• _GIVEN INSTRUCTION_:
In the email exchange about parsing, rewrite the paragraph that begins "And really, it doesn't seem like a good idea" as a short list that keeps its main points.

==== SUPPLIED PASSAGE

On Fri, Jun 12, 2015 at 5:05 AM, Keean Schupke <[email protected]> wrote:
> On 12 Jun 2015 09:52, "Matt Oliveri" <[email protected]> wrote:
>> On Fri, Jun 12, 2015 at 4:18 AM, Keean Schupke <[email protected]> wrote:
>> > On 12 Jun 2015 08:57, "Matt Oliveri" <[email protected]> wrote:
>> >> Keean, the goal here is not to improve performance over the
>> >> one-big-tagged-union option. It is indeed clear that you can't do
>> >> better, if you want AST nodes to be useful. The goal is to know,
>> >> statically, that the parsed AST will always conform to the constrained
>> >> structure allowed by the original CFG.
>> >
>> > Can we not rely on being well-typed by construction? So if the parser
>> > only outputs well typed fragments, that's enough?
>> > Somewhere we need a specification of the grammar,
>> > if you are using parser combinators we could
>> > say the combinators are the grammar specification, so what they output
>> > is always well typed.
>>
>> I don't think that's paranoid enough. How do we know the parser only
>> outputs well-typed fragments? Even if we can agree on a set of
>> combinators to use for defining the programming language in the first
>> place, we still want some kind of evidence that the implementations of
>> those combinators always produces the parser we think.
>>
>> And really, it doesn't seem like a good idea to use parser combinators
>> instead of usual typing rules. This seems to _force_ us to combine
>> parsing and type checking. Generally, for specification purposes, it's
>> a good idea to split a complex thing into as many steps as possible,
>> so that each step's meaning is maximally obvious. Implementations can
>> be as yucky and clever and efficient as you please if you can verify
>> it against the simple-minded spec.
>
> But a grammar, excluding the attributes, is the same as the parser
> specification.

Right. And the typing rules, which are stated in terms of ASTs, not
surface syntax, are the type checker spec. And they are separate.

========
==== STORED DATA

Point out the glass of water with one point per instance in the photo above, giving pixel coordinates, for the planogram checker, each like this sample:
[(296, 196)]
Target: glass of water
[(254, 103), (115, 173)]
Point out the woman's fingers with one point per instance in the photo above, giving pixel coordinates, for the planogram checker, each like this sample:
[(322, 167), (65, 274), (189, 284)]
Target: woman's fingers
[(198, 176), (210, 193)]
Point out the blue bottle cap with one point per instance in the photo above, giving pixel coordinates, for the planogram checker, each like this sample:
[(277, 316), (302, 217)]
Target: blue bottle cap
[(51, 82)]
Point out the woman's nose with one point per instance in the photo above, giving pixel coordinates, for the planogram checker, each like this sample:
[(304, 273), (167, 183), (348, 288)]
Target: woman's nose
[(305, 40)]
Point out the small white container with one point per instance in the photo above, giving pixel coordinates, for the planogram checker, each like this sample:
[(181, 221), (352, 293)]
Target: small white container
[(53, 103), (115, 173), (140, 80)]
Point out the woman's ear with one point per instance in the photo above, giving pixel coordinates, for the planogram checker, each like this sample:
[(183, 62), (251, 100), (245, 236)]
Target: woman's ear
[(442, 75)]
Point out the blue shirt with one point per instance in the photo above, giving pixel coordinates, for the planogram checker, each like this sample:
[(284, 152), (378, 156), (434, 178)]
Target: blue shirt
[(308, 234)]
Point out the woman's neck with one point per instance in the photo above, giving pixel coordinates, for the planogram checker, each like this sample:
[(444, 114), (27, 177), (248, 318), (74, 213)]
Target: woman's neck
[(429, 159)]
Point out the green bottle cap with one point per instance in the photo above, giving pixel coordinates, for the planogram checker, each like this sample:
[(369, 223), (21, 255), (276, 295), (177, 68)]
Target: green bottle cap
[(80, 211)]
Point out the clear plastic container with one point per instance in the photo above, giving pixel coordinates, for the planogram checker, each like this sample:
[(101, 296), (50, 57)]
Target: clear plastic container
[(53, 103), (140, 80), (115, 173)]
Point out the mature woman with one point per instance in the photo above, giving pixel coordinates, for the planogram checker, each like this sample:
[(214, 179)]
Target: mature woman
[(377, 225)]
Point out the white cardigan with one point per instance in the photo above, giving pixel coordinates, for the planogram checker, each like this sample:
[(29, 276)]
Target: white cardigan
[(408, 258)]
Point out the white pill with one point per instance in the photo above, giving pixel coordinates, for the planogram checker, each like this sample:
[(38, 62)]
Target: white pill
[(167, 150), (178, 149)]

========

• _CORRECT ANSWER_:
- Using parser combinators instead of usual typing rules seems like a bad idea, because it forces parsing and type checking to be combined.
- For a specification, it's best to split a complex thing into as many steps as possible so each step's meaning is as obvious as it can be.
- Implementations can then be as messy, clever and efficient as you like, as long as they can be checked against the simple spec.